◆ Görev 1 ◆
Aşağıdaki Malazgirt yazısına göre şu soruları yanıtlayın:
(a) Yazıyı kim kaleme almıştır?
(b) Malazgirt Zaferi kutlamaları hangi ilin hangi ilçesinde yapılmıştır?
(c) Zafer kime karşı kazanılmıştır?
◆ Görev 2 ◆
Aşağıdaki Malazgirt Zaferi kutlamaları üzerine yazıyı kaldığı yerden ilerletir misiniz?

◆ Okuma Parçası ◆
..........

Malazgirt'in Gizli Kahramanları: Kürtler

Malazgirt'in Gizli Kahramanları: Kürtler
Gazeteci Osman Gülebak'ın, Malazgirt Zaferinin yıldönümü üzerine yazdığı, "Malazgirt'in Gizli Kahramanları: Kürtler" adlı yazısını istifadenize sunuyoruz...

Gazeteci Osman Gülebak'ın, Malazgirt Zaferinin yıldönümü üzerine yazdığı, "Malazgirt'in Gizli Kahramanları: Kürtler" adlı yazısı:

Selçuklular döneminde Anadolu kapılarını Türklere açan Malazgirt Zaferi kutlamaları, Bitlis'in  Ahlat ilçesinde her yıl olduğu gibi bu yıl da cumhurbaşkanının katılımıyla yapıldı. Bizans karşısında kazanılan bu zaferde Türklerle birlikte başta Kürtler olmak üzere bölgede yaşayan diğer Müslüman kavimlerin rolü olmasına rağmen kutlamalarda buna değinilmediği gibi, ulusalcı/milliyetçi bir havanın hakim olması dikkat çekiciydi.

..........

◆ Mevcut Veriler ◆
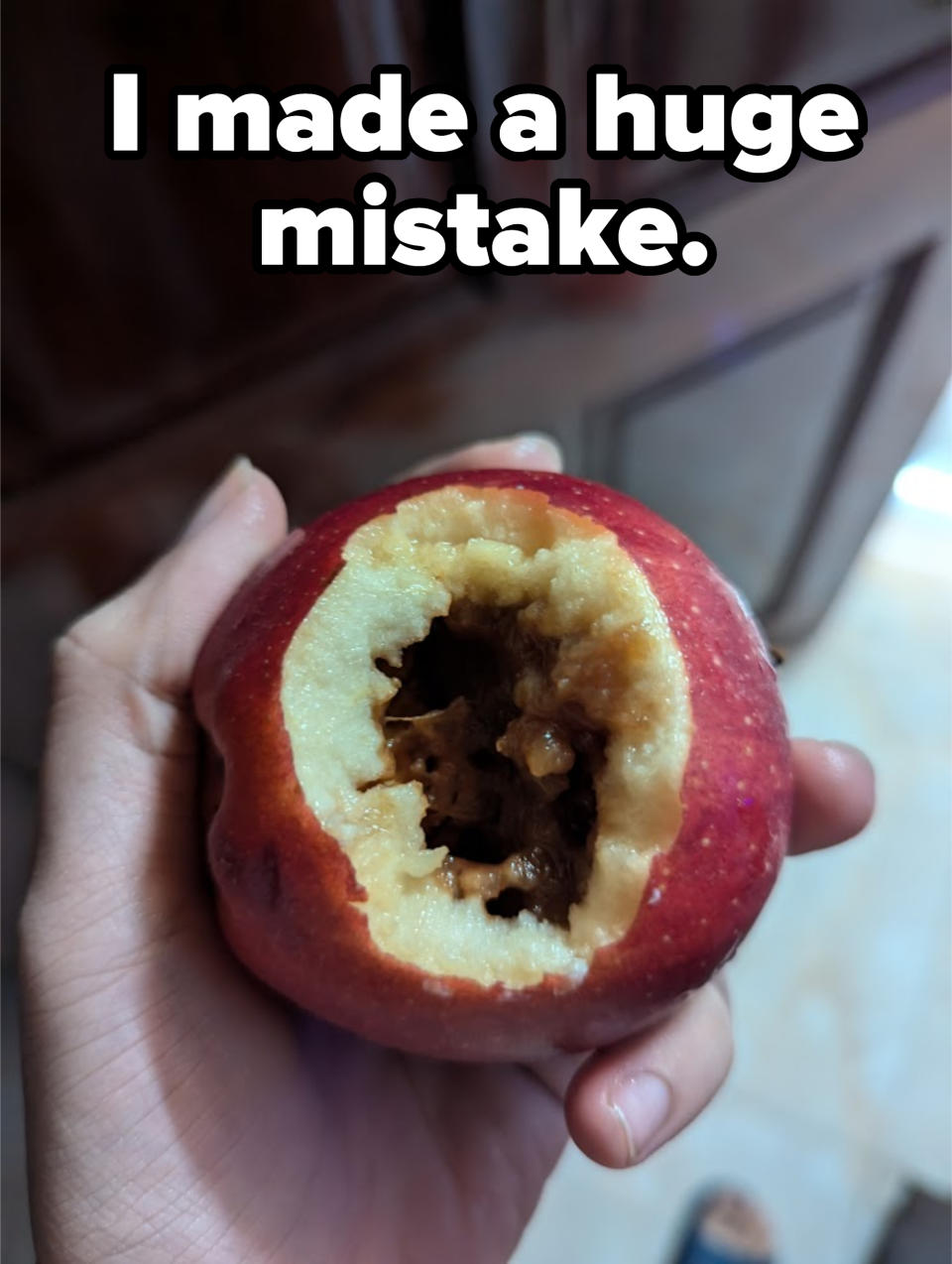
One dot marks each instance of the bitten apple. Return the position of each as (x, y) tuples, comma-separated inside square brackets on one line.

..........

◆ Alıştırma Çıktısı 1 ◆
(a) Gazeteci Osman Gülebak
(b) Bitlis'in Ahlat ilçesinde
(c) Bizans'a karşı

◆ Alıştırma Çıktısı 2 ◆
Halbuki o gün Selçukluların kendilerinden 10 kat fazla olan Bizans ordusunu yenmesinin en temel faktörlerden birisi de bölgedeki başta Kürtler olmak üzere diğer kavimlerin 'İslam kardeşliği' çerçevesinde şartsız bir şekilde onlara yardıma gitmesiydi.

Hem Selçukluların savaştan sonra ortaya koyduğu pratik hem de bugün ortaya konulan pratik bu savaşa daha yakından bakmamızı gerektiriyor.

Bu yazımızda üzerinde duracağımız konu, Malazgirt Zaferinde çoğu zaman görmezden gelinen Kürtlerin rolü, Selçukluların savaş sonrası Kürtlere yönelik bölge politikası ve bugüne yansıması olacak.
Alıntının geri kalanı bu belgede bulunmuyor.